A run of records:
BEGIN

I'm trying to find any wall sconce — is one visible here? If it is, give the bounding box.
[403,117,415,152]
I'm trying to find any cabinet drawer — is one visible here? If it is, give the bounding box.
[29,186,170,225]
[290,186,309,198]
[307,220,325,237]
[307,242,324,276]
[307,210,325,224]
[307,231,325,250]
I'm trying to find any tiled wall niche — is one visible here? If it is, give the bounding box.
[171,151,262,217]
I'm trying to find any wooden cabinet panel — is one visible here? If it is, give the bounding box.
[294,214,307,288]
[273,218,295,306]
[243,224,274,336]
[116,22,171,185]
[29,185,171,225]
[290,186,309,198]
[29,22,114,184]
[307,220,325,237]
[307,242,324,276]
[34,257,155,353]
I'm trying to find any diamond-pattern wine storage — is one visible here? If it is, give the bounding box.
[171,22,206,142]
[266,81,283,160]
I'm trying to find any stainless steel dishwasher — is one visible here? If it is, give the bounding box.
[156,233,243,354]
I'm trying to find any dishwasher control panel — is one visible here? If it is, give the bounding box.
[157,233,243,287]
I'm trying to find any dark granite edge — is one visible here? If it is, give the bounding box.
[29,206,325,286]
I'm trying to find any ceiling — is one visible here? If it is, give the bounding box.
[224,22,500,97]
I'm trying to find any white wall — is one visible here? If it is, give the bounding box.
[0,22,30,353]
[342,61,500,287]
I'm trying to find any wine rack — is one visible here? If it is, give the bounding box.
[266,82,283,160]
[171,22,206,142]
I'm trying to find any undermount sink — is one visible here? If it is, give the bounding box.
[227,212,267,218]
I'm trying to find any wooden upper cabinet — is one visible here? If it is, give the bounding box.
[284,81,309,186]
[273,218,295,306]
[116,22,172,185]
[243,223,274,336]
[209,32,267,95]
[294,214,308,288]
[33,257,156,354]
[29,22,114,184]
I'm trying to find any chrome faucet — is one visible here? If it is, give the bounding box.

END

--- Given exercise ---
Give the lines from the start of the records through the line containing "[156,233,243,354]" as a Markdown table with the columns Row and Line. Number each line and leave out blank lines.

--- Answer below ---
| Row | Line |
|---|---|
| 1 | I'm trying to find any wall sconce — is one visible here? If it is, give the bounding box. |
| 2 | [403,117,415,152] |
| 3 | I'm trying to find any cabinet drawer — is one visible here? If it is, give the bounding box. |
| 4 | [29,186,170,225] |
| 5 | [290,186,309,198] |
| 6 | [307,220,325,237] |
| 7 | [307,242,324,276] |
| 8 | [307,210,325,224] |
| 9 | [307,231,325,250] |
| 10 | I'm trying to find any tiled wall niche — is one visible here? If it is, give the bounding box. |
| 11 | [171,151,262,217] |
| 12 | I'm trying to find any wooden cabinet panel — is one visible here? If it is, give the bounding box. |
| 13 | [294,214,307,288] |
| 14 | [273,218,295,306] |
| 15 | [243,224,274,336] |
| 16 | [116,22,171,185] |
| 17 | [29,185,171,225] |
| 18 | [290,186,309,198] |
| 19 | [29,22,114,184] |
| 20 | [307,220,325,237] |
| 21 | [307,242,324,276] |
| 22 | [34,257,155,353] |
| 23 | I'm trying to find any diamond-pattern wine storage — is one visible here? If it is, give the bounding box. |
| 24 | [171,22,206,142] |
| 25 | [266,81,283,160] |
| 26 | I'm trying to find any stainless steel dishwasher — is one visible here? If it is, give the bounding box. |
| 27 | [156,233,243,354] |